▶ TASK INSTRUCTIONS
Tally the lines of the listing below that contain the string "black", where case counts. Give only the number.

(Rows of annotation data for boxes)
====================

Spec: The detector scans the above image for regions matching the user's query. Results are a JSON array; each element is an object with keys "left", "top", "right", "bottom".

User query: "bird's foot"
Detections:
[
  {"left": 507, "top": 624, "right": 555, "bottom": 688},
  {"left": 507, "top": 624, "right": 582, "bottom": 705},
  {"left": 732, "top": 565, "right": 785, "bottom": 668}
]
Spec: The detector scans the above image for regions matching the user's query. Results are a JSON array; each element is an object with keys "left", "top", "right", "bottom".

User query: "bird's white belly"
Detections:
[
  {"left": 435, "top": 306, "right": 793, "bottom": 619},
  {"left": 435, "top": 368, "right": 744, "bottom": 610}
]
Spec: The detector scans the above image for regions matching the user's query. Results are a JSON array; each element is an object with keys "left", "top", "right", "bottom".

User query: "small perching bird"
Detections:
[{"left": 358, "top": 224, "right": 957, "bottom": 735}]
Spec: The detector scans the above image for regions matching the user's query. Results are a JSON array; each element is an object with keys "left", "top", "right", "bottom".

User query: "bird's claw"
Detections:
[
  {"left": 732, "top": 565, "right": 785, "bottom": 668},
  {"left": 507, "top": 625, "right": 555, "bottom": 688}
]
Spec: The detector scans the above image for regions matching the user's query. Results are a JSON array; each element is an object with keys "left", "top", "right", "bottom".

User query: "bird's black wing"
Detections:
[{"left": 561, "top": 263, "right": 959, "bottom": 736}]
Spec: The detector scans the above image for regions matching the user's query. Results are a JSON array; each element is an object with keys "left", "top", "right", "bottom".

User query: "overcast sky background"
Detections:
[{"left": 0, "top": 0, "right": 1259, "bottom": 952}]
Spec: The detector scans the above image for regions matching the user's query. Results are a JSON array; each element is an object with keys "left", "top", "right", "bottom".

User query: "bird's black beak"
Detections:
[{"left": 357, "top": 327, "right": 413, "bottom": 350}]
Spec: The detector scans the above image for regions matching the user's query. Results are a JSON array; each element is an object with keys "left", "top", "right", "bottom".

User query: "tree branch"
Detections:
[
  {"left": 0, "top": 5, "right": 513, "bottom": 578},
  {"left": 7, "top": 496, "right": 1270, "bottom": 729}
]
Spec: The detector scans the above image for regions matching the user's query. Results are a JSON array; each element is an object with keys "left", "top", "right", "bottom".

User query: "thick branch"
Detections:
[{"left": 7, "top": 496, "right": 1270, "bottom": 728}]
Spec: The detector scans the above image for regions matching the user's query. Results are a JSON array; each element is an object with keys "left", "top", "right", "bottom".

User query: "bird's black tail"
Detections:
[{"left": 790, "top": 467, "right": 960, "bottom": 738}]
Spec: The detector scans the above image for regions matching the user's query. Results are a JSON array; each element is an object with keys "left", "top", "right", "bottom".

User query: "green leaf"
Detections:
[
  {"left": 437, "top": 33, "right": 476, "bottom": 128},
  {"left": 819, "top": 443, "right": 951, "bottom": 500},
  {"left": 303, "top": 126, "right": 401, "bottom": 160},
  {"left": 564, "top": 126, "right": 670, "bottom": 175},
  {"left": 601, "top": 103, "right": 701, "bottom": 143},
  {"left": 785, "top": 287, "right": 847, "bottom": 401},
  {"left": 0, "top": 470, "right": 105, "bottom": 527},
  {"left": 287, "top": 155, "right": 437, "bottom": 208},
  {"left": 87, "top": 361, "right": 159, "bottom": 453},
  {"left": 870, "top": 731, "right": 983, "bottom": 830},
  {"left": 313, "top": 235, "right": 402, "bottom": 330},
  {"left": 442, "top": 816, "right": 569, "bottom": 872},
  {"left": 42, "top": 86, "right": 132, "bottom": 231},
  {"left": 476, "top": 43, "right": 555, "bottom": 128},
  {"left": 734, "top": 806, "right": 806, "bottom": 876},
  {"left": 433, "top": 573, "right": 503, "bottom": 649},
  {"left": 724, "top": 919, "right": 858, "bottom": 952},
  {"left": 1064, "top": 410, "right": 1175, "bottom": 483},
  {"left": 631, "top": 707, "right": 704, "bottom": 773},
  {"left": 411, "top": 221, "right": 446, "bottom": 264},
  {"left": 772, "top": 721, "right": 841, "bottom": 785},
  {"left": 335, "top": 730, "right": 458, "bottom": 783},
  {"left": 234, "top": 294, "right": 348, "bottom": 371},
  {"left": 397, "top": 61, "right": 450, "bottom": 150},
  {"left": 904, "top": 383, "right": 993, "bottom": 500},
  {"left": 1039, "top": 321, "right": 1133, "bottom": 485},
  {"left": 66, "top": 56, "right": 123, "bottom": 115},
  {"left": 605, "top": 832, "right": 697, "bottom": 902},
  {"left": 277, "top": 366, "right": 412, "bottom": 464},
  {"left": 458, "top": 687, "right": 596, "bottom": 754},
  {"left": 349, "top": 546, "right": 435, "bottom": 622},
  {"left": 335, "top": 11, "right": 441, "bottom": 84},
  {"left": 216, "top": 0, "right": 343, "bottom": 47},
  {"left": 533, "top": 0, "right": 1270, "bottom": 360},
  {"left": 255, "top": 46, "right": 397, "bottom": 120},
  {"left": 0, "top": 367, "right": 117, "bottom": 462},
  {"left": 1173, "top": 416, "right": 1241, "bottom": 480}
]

====================

▶ CORRECT RESULT
3